--- START OF EXTRACTED TEXT ---

Miles Davis on canvas
Famously, the trumpeter Miles Davis reshaped and transformed jazz in the 20th Century. Less well known is that in the last decade of his life the prince of cool developed a passion for painting and art. Radio 4 documentary Blue Canvas: The Artist Miles Davis explores how it developed.
When Miles Davis had a minor stroke in 1982, he suffered from a frozen hand. Advised by his doctor to hold a pencil to aid recovery, he soon he began sketching. So began a passion that would last the rest of his life.
His youngest son Erin Davis recounts how his father would be constantly sketching to fill the down-time in a heavy schedule of tours and recording sessions: “He was always sketching... sketching in the car, sketching in his hotel room.” His favourite things to draw were horses, dancers, and faces, and the odd self-portrait.
In 1984, Miles Davis met the artist Jo Gelbard when they lived in the same apartment block in New York. “He always had his trumpet, his red trumpet, and in the case was always a sketch pad and pens,” she explained in her New York apartment still adorned with many of Davis’ paintings. “He called me on the house intercom. He said, ‘I hear you’re and artist, can I come and see your work.’ So I said, ‘Sure of course.’”
The pair began to work together on large abstract paintings full of colour, faces, movement and rhythm. “We started with acrylic paint and he loved that,” Gelbard say. “But what he was doing originally was like when a kid goes to kindergarten and he’s thrilled with the paint - just globbing it on.
Their passion for art also developed into a sometimes turbulent relationship but, with Gelbard’s help, Davis began to refine his technique and draw the more subtle relationships between art and music, space and sound.
Former musical director of Miles Davis’ band, and an artist himself, Robert Irving III remembers spending time with Davis in his apartment near Central Park: “I’d go and visit and he’d be working on all these canvases. There would be canvases just overwhelming the room. One day he turned to me, and he said, ‘Bobby you should really try this painting because it’s really relaxing.’ He said music is a painting you can hear and a painting is music that you can see.”

--- END OF EXTRACTED TEXT ---

=== CHALLENGES ===
• 1. In the text on Miles Davis as a painter:
(a) In what year did Miles Davis have a minor stroke?
(b) What were his favorite things to draw?
(c) What kind of paint did Davis and Jo Gelbard start with?
• 2. Retype part of the text on Miles Davis as a painter. Begin at the words that have "Miles Davis on" and stop after "how it developed.".

--- START OF ITEMS ---

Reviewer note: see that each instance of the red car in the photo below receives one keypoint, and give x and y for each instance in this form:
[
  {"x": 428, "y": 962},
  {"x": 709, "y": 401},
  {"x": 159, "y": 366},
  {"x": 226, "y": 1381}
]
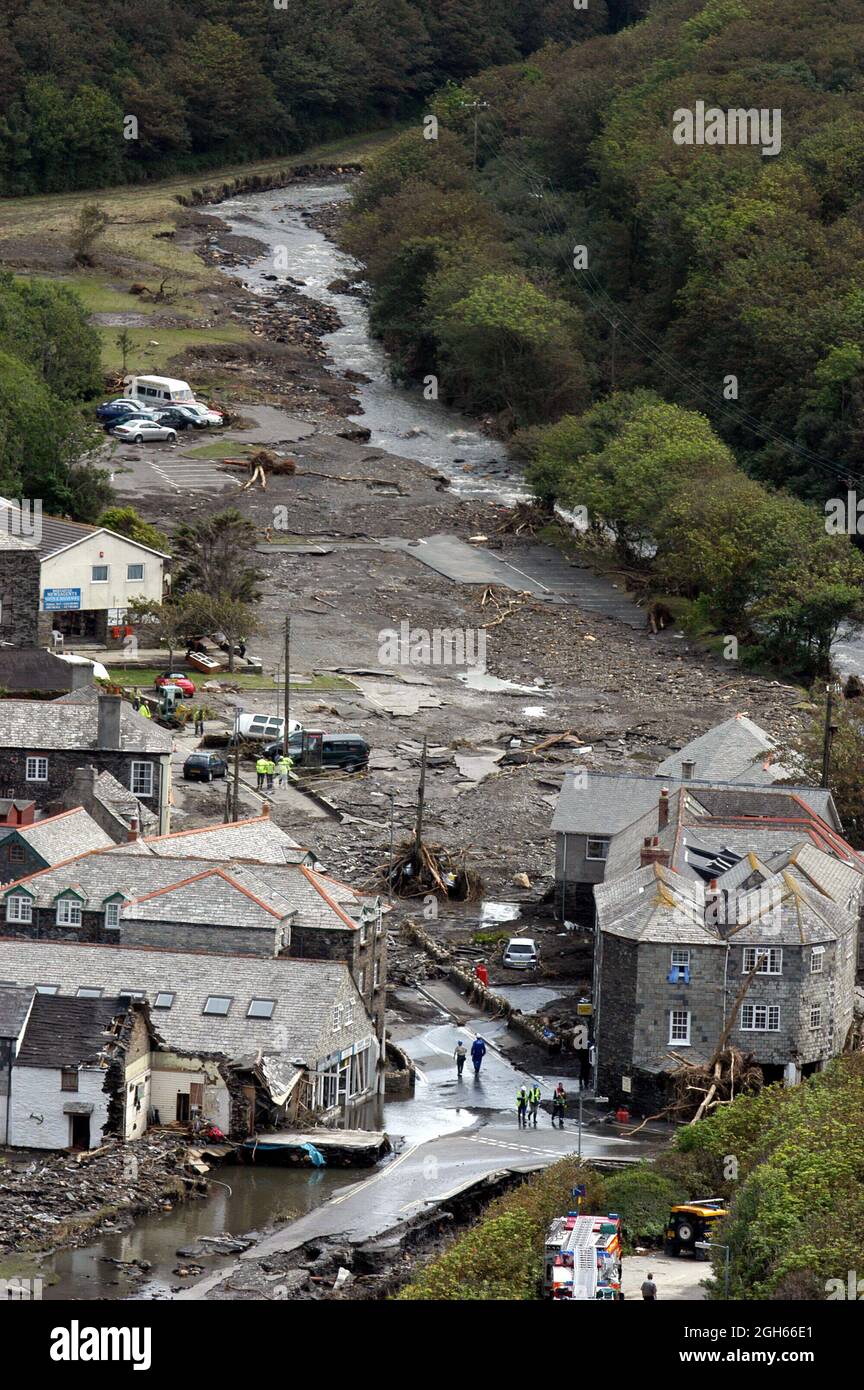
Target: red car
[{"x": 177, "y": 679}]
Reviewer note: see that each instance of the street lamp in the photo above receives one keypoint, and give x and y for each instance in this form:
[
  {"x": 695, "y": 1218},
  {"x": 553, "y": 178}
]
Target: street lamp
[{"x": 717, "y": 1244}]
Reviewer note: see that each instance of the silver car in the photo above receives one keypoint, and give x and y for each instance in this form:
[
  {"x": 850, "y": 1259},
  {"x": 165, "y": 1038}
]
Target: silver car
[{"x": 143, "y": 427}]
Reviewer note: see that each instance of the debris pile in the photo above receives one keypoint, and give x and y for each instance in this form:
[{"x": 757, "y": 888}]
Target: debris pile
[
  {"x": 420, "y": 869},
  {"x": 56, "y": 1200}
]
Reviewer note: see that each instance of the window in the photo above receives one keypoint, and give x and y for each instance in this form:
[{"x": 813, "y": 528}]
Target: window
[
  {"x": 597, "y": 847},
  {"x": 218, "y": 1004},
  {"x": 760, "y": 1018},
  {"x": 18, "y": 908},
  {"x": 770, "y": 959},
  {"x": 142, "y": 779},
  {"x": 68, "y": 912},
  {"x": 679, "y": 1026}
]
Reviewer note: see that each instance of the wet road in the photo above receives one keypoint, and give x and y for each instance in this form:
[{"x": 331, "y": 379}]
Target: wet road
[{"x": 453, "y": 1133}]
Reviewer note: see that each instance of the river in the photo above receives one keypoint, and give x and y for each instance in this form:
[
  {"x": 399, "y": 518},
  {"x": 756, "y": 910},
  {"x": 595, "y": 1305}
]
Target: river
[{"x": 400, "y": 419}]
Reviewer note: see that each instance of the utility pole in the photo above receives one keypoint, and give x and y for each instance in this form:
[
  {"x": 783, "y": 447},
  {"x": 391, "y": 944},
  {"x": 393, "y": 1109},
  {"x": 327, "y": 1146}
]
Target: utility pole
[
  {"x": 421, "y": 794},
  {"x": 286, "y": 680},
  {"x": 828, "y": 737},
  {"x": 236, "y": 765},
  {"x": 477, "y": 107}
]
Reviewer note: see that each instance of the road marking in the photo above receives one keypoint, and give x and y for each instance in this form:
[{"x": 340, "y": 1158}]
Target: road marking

--- END OF ITEMS ---

=== EXPECTED ANSWERS ===
• 1.
(a) 1982
(b) Horses, dancers, faces, and the odd self-portrait
(c) Acrylic paint

• 2.
Miles Davis on canvas
Famously, the trumpeter Miles Davis reshaped and transformed jazz in the 20th Century. Less well known is that in the last decade of his life the prince of cool developed a passion for painting and art. Radio 4 documentary Blue Canvas: The Artist Miles Davis explores how it developed.